_Source data_
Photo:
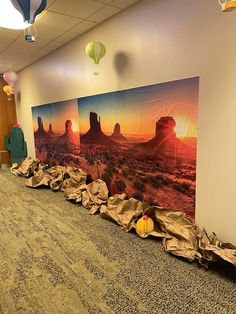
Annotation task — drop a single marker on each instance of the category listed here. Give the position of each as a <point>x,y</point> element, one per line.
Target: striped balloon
<point>29,8</point>
<point>95,50</point>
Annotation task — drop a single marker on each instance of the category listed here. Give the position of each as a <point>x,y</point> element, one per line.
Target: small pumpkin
<point>144,226</point>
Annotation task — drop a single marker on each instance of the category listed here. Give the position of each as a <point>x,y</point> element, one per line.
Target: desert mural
<point>141,141</point>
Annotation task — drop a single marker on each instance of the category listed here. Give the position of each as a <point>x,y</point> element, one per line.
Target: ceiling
<point>63,21</point>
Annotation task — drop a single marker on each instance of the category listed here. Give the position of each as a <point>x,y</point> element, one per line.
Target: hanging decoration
<point>10,78</point>
<point>96,51</point>
<point>9,90</point>
<point>227,5</point>
<point>30,9</point>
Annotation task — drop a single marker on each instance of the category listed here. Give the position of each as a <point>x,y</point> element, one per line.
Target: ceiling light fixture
<point>10,17</point>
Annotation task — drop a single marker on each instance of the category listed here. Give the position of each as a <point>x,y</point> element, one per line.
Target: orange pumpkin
<point>144,226</point>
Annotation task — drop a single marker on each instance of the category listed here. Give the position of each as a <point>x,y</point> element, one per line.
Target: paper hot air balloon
<point>10,77</point>
<point>29,8</point>
<point>95,50</point>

_Exercise goal_
Word-for-word output of the material above is needed, with the pictures left out.

_Output of the exercise_
Photo:
Annotation task — drop a single marker on each instance of the category listed here. Give the position of each as a <point>x,y</point> element, one per line.
Target: striped balloon
<point>29,8</point>
<point>95,50</point>
Annotation task — drop a single marker on each instance of the category listed here. Give the position of each as a <point>x,y</point> element, one per line.
Target: small pumpkin
<point>144,226</point>
Annotation task — drop a single marker on each instance of the category listed here. Give the position of each as a <point>x,y</point> element, one per line.
Target: desert mural
<point>141,141</point>
Annotation task — drop a single marker on each instance of the category listed here. Give the position of each as a <point>x,y</point> element, one per line.
Target: ceiling
<point>63,21</point>
Annotation task — drop a single marker on each instance of the category listed here. Give the position of each as a <point>x,y</point> element, one per line.
Target: hanging decoration
<point>10,78</point>
<point>96,51</point>
<point>9,90</point>
<point>227,5</point>
<point>30,9</point>
Annotation task — drop a single marker on each instance of the category listed here. Give the position of each as a <point>x,y</point> element, one per line.
Target: ceiling light fixture
<point>10,17</point>
Annotation task — drop a single marker on each instance of the category listed here. Give the position of each as a <point>x,y</point> element, one per line.
Target: orange pumpkin
<point>144,226</point>
Annotation task — drop a single marker on each instance of the category listed here. Give the position of each as a <point>x,y</point> element, one per line.
Target: paper hot air balloon
<point>10,77</point>
<point>29,8</point>
<point>95,50</point>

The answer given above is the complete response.